Excerpt to read Start Marker

You also told us that you expend much effort to find information. Let us help. Online search is your most common method for finding articles, but automation can supplant some of that effort. We encourage you to sign up for alerts (this can be done from the “My Alerts” link at the upper right of the Journal home page). Anesthesiology also offers several alerts to inform you when new content is added to the website. These include a weekly Table of Contents alert (eToC) highlighting two featured articles with a link to the full issue, and topic collection alerts update you when new content is added to your specified areas of interest. Online First alerts are sent out automatically whenever new content is added, including daily. Let the information come to you.
As Editor-in-Chief, I have the honor and pleasure of working with an exemplary cadre of smart, dedicated, creative Editors. It is fun to be on the team. And like all teams, rosters change. Executive Editor Michael Avram, Ph.D., is now the Assistant Editor-in-Chief. Editor Brian Kavanagh, M.B., F.R.C.P.C., is now an Executive Editor. Amanda Fox, M.D., M.P.H., and Yandong Jiang, M.D., Ph.D., joined the Editorial Board in January 2018. Piyush Patel, M.D., F.R.C.P.C., has retired from his role as Editor but continues in his career as an outstanding basic and clinical neuroscientist and clinician. It has been an honor to work with him and the Journal’s privilege to enjoy his presence and service on the Editorial Board.

Excerpt to read End Marker

> [Work order 1]:
According to the editorial note, what position does Michael Avram, Ph.D., now hold?
> [Work order 2]:
Pick up the editorial note after its final sentence and continue it.

Recorded information Start Marker

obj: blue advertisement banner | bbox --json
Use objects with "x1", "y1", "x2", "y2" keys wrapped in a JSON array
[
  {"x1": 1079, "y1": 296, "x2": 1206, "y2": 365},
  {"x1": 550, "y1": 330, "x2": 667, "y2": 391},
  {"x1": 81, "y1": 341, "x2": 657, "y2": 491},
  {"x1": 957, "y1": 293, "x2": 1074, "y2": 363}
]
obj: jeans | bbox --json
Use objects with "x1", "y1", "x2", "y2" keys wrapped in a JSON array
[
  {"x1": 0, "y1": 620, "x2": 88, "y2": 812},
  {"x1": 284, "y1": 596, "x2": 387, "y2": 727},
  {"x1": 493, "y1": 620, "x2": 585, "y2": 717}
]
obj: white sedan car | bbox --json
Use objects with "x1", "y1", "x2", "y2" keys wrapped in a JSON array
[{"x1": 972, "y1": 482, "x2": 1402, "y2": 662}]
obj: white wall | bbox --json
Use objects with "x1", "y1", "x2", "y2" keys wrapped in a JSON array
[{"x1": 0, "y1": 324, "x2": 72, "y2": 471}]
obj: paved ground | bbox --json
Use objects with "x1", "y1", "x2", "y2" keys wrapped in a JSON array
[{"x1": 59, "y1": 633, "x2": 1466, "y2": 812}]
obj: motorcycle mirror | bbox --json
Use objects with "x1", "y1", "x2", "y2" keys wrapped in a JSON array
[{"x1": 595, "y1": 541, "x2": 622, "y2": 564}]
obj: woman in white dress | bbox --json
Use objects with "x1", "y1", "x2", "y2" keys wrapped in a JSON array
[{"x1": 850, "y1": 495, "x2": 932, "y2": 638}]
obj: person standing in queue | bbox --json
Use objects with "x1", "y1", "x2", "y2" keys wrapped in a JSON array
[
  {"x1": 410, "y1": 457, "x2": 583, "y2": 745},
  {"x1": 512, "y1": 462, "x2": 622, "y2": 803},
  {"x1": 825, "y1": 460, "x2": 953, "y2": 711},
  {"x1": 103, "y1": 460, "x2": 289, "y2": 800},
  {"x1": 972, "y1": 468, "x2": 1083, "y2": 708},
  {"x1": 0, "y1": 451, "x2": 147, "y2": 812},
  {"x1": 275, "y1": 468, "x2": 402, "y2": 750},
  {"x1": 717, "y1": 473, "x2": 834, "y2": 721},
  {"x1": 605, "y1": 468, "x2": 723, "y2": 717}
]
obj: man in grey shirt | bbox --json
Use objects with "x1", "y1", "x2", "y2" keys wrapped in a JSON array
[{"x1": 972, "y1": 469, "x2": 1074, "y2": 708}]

Recorded information End Marker

> [Written reply 1]:
Assistant Editor-in-Chief

> [Written reply 2]:
In addition, I am thoroughly delighted to introduce and welcome to the Editorial Board two new Editors of Anesthesiology, George A. Mashour, M.D., Ph.D., and Laszlo Vutskits, M.D, Ph.D. Both are outstanding basic and clinical neuroscientists and clinicians. George Mashour is Professor of Anesthesiology and Neurosurgery, Senior Associate Chair for Anesthesiology Research, and Director of the Center for Consciousness Science at the University of Michigan, Ann Arbor, Michigan, as well as Associate Medical School Dean for Clinical and Translational Research. Laszlo Vutskits is the Head of Pediatric Anesthesia at the Department of Anesthesiology, Pharmacology and Intensive Care at the University Hospital of Geneva, Geneva, Switzerland, and leads a translational neuroscience research group at the interface of the Departments of Anesthesiology and Fundamental Neurosciences at the University of Geneva Medical School, Geneva, Switzerland. The addition of these Editors will strengthen our Journal’s existing interest and excellence in basic and clinical neuroscience.
One last bit of change: Careful inspection of the Editorial Board page shows that I have changed institutions, with relocation to Duke University in Durham, North Carolina. But nothing else will change, and I am still always reachable at firstname.lastname@example.org.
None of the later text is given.